### EXERCISES
**A.** Name the implementation issues that the sparklines post lists as headings.
**B.** Write out the sparklines post word for word, everything from "One of the workshops" down to "the picture below.".
═══ TEXT UNDER STUDY
One of the workshops held last week was about EHR usability, hosted by NIST. I wasn't able to attend, but I will be reading through the presentations as I am able.
One of the blog posts I retweeted this week on usability mentions Tufte's sparklines. If you don't know who Tufte is, you probably haven't been working in design, and if you are working in design and don't know him, you need to go find out.
Sparklines are very cool. They are small information graphics about the size of a a long word in text. A few examples appear in the picture below.
Let's say that you decided to implement this in an EHR. There are a couple of places that you can get open source implementations of sparklines, and there are graphic libraries that you can use to generate the images as well. Seems pretty simple in concept, with some really great value to offer providers. Let us dig into some of the issues that we'll need to address in an implementation:
Outliers: Some results can be out of range, unmeasurable, et cetera. How should these handled? This is actually one of the questions raised on the Tufte post. The response, to use log scales in some cases is not really a satisfactory answer.
Time Scale: How is the time scale determined? Is it the last year, last month, last week, or patient life? Time scale is often a question of relevance, in which case it means that clinical judgement needs to be applied. Whose judgement? The customer's? The developer's?
Units: The same result can be reported using different units. Which one do you normalize to? The example above doesn't show units at all [probably not a good idea for reasons described later]. How do you chose? Temperature above is in degrees Fahrenheit. OK, that might be fine in the US, but if I have to ship the same product to Europe, they better be in degrees Celsius, and some US institutions prefer degrees Celsius anyway. Another configuration option. That means I better report the normalized units being used. Oh, and just for fun, some results can use units of volume while others use units of weight. For example, kilogram of water takes up 1 liter of volume. I'm not sure if this is an issue for common tests, but it certainly is for some uncommon ones.
Configurability: Is Time scale, units or normal range a configurable option or not? If it is a configurable option, how do you deal with the case that clinicians at one site will have one set of expectations, and those at another have a different set, and you could have one provider having to deal with both, with the potential for misinterpreting a result because of the different system configurations? Oh, and what happens when a new system is installed with a different configuration, or some poor physician has to transition to a new system with a different configuration. If everyone uses sparklines in their EHR, what are the standards for displaying them that avoid this sort of problem (see this example for ECG graphs)?
══════
═══ DATA UNDER STUDY
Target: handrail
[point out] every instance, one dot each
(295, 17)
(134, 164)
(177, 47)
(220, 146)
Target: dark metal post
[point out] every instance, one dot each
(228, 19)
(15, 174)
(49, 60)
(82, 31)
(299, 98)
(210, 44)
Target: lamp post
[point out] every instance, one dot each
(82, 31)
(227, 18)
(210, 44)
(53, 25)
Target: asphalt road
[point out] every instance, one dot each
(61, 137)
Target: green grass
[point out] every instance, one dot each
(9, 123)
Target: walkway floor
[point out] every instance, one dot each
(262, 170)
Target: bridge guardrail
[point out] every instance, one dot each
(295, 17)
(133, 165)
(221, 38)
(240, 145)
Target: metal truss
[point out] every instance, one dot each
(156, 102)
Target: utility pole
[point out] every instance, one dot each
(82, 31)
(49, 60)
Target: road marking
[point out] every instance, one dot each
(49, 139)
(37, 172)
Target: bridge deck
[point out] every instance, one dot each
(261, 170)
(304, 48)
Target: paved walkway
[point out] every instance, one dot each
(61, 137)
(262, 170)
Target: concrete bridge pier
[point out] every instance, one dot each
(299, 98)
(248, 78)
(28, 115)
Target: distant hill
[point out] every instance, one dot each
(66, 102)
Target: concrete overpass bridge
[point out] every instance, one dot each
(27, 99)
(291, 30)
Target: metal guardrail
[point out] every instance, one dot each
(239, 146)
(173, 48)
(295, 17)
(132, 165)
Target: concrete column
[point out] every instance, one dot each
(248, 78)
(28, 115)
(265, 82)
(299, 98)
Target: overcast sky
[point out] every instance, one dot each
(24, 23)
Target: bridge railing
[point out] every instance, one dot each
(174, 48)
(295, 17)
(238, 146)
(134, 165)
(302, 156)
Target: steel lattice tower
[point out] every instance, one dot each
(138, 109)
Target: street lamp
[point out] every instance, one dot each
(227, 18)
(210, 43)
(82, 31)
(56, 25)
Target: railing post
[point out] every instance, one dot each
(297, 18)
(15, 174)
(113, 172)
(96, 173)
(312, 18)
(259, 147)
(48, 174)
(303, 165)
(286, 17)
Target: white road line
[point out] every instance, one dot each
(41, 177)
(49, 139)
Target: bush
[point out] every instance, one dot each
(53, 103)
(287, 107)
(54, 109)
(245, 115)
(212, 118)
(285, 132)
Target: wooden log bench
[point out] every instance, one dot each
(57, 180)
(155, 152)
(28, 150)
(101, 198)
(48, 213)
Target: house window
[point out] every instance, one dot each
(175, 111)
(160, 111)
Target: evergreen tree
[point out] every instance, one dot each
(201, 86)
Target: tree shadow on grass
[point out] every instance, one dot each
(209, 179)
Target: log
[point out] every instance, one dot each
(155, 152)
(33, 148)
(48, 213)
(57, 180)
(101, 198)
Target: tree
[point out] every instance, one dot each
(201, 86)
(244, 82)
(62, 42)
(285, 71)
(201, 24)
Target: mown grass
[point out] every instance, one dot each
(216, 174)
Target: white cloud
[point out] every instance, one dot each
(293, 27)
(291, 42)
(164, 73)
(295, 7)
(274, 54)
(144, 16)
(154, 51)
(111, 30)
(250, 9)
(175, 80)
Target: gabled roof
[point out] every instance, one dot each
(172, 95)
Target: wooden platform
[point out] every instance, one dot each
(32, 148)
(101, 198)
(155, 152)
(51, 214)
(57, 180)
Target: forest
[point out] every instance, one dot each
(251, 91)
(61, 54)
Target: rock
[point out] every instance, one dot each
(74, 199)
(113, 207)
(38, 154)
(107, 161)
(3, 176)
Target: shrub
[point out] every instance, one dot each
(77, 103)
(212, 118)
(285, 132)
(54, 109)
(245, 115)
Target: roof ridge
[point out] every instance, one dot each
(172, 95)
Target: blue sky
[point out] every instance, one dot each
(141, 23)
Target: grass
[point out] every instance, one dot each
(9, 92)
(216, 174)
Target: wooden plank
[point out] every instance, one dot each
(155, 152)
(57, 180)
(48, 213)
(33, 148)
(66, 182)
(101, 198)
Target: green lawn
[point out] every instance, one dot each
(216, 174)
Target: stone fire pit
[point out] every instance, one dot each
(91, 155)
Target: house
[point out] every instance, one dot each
══════
### TASK ANSWERS
**A.** Outliers, Time Scale, Units, Configurability

**B.**
One of the workshops held last week was about EHR usability, hosted by NIST. I wasn't able to attend, but I will be reading through the presentations as I am able.
One of the blog posts I retweeted this week on usability mentions Tufte's sparklines. If you don't know who Tufte is, you probably haven't been working in design, and if you are working in design and don't know him, you need to go find out.
Sparklines are very cool. They are small information graphics about the size of a a long word in text. A few examples appear in the picture below.